== Passage shown ==
Wednesday, August 18, 2004

Living the Resurrection

I apologize in advance (even though Emily Post said NEVER to begin with an apology.) This post is going to be long. I don’t know how to separate it into smaller doses. This is big stuff for me, and one of the points of this blog is to get discussion of this perspective into play. (That is not to suggest that I have worked out a systematic presentation. I deny that absolutely. It is an impressionistic approach to dealing with the issue of how we live the life of faith.)

I have said numerous times to my fellow Christians at Mount Olive Church in Minneapolis (who allow me to lead adult ed conversations on occasion) that the chief "problem" facing the Church is something no church bureaucrat can identify: It’s not a lack of “growth” and it’s not battles over bishops or sexuality or war. What plagues the Church (and results in those penultimate problems) is an inability of Christians to live the Resurrection. We do not see (mostly because most pastors don’t preach it and most teachers don’t teach and most evangelists don’t announce it) that the point of the Gospel is that salvation is not just a future reality, but a present one as well. The theological, ethical, liturgical aspects of this problem seem so clear.

Sunday, on the Feast of Dormition of the Theotokos (or in Lutheranism: Mary, Mother of our Lord), in his "farewell" sermon, our vicar ("intern pastor" to many, but beloved brother and friend to me) preached on the Magnificat. (Someday, I’ll rage about the difference between preaching “on” something and preaching something. But that’s not today.) He anticipated Advent a little (as was perfectly appropriate given the text) by urging us in the congregation to "read the future into the present."

His point was to take seriously "eschatology" – i.e., to see that what is promised in the Gospel has already come true in the world and in our lives. On that view, we can already begin – and have already begun – to live the reign of God, as envisioned by Mary in her song – where and when the hungry are filled with good things and the rich are sent empty away; where the proud are scattered in the imagination of their hearts. Daniel noted that the verbs used by the Virgin are in the past tense. (He didn’t say what the tenses of the verbs are in the Greek – surprisingly, since he both values and flaunts his Greek. I took a minor in Greek as an undergraduate, so I am neither offended nor impressed. But, especially if the Greek shows present perfect, there would have been great possibility to underscore his theme.) In English, the verbs are in the present perfect, so his sermon made perfect sense, because present perfect suggests the on-going influence and importance of an action in the past. (It’s not over-and-done; it’s a present reality because it happened in the past – like with “Christ has been raised.”)

God did not call a halt to human history with the death and resurrection of Jesus, but rather he allowed and allows it to continue (with all the grace and wrath that that implies). He did, however, tip his hand to reveal what the outcome of that history will be. With the Resurrection, God essentially guaranteed that what Jesus said would be vindicated at the end of time, and then to add emphasis to guarantee, he brought that end of time back into time by raising Jesus from the dead within time.
===
Given exercise 1
In the post about living the Resurrection, what did the vicar urge the congregation to do in his farewell sermon?
Given exercise 2
Based on the post about living the Resurrection, say yes or no to each statement: (a) The writer took a minor in Greek as an undergraduate. (b) The vicar explained what tenses the verbs are in the Greek. (c) The writer says the chief problem facing the Church is a lack of growth.
Given exercise 3
Carry on the post about living the Resurrection, starting after its last sentence.
== Material provided ==
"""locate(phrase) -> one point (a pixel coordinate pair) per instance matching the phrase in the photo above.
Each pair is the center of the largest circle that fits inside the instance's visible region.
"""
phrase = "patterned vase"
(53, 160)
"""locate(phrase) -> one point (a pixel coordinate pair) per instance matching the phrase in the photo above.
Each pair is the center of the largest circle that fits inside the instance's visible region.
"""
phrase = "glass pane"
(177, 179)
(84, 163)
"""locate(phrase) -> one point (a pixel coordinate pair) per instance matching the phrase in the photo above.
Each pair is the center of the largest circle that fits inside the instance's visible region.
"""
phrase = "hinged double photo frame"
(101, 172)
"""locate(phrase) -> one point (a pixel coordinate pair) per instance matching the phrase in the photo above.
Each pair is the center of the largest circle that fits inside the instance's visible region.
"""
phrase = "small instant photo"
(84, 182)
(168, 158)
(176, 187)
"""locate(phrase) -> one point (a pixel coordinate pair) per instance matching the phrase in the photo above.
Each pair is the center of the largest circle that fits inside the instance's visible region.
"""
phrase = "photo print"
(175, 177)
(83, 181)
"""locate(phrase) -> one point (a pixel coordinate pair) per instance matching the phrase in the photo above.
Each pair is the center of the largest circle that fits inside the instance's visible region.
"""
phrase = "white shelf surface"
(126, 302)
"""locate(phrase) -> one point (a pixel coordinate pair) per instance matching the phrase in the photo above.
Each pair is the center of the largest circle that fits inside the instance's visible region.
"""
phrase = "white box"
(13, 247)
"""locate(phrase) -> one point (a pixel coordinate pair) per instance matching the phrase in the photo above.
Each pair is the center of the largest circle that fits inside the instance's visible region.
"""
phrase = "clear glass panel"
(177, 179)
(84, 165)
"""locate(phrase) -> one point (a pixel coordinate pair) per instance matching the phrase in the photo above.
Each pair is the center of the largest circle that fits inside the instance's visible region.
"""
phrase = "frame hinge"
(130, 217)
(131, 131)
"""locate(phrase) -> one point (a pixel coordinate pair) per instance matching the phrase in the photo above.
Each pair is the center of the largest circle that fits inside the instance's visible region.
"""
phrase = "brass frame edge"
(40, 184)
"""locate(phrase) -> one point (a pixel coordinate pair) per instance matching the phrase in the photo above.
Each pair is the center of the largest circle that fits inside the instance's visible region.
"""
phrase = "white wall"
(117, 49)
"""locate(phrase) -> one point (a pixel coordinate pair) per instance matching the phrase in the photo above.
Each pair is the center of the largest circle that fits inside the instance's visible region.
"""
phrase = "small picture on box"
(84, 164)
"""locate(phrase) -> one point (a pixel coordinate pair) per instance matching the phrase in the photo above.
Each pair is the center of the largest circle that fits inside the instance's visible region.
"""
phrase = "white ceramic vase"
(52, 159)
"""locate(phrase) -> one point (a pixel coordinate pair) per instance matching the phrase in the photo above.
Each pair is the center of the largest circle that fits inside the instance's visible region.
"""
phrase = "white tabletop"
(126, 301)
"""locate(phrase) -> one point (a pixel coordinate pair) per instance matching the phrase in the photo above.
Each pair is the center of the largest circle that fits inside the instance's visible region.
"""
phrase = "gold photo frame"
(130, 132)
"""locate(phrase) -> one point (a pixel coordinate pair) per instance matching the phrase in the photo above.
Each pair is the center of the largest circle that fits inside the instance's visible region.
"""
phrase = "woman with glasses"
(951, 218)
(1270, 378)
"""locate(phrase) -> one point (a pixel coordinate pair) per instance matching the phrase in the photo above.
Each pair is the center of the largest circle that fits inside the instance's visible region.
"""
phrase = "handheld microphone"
===
Task answer 1
To "read the future into the present."

Task answer 2
(a) Yes: "I took a minor in Greek as an undergraduate"
(b) No: "He didn’t say what the tenses of the verbs are in the Greek"
(c) No: "It’s not a lack of “growth”"

Task answer 3
(Discursus 1: As I am coming to sense more keenly, the fact that history did not end with Jesus is a real problem for intellect and faith [not to mention preaching]: If Jesus was the fulfillment of Old Testament prophecy, then history ought to have come to an end and/or the kingdom of God ought to have been established unquestionably and finally. But the Holocaust, if nothing else, gives credence to the Jewish reason for rejecting Jesus as Messiah: He didn't do what God said He'd do. Thus, either God did not keep his promise or Jesus was not Messiah. Since God doesn't lie, Jesus must not have been Messiah. The Christian answer, of course, relies on eschatology, but it does not yet convince the Jews -- something I think we may bald-facedly say, based on God's promises, will happen eventually, so we don't have to worry about convincing them now.)

The effect of the Resurrection is to make the future reality – new life, the reign of God, the defeat of sin, final reconciliation – a present reality. We are not only waiting to be saved (whatever that means – the topic of a million more blogs), but we are already saved and living in salvation-realty (at least if we have eyes to see and ears to hear).

Christians (both naïve and sophisticated) get pretty well the future stuff, but when it comes to this life, it gets cloudy. Good Lutherans want to avoid any suggestion that they are being “works righteous.” So any call to moral living, any insistence that the Christian lives and should live differently from the average American is greeted with theological dismay and nationalist resentment. When I once suggested that the Ten Commandments were still God’s instruction for how his people – including Christians – ought to structure their personal, congregational, and political lives, I was accused by a Lutheran pastor of sounding “Methodist.” (My response was a glib, “Well, if that’s Methodism, then maybe the Methodists have something to teach Lutherans.”)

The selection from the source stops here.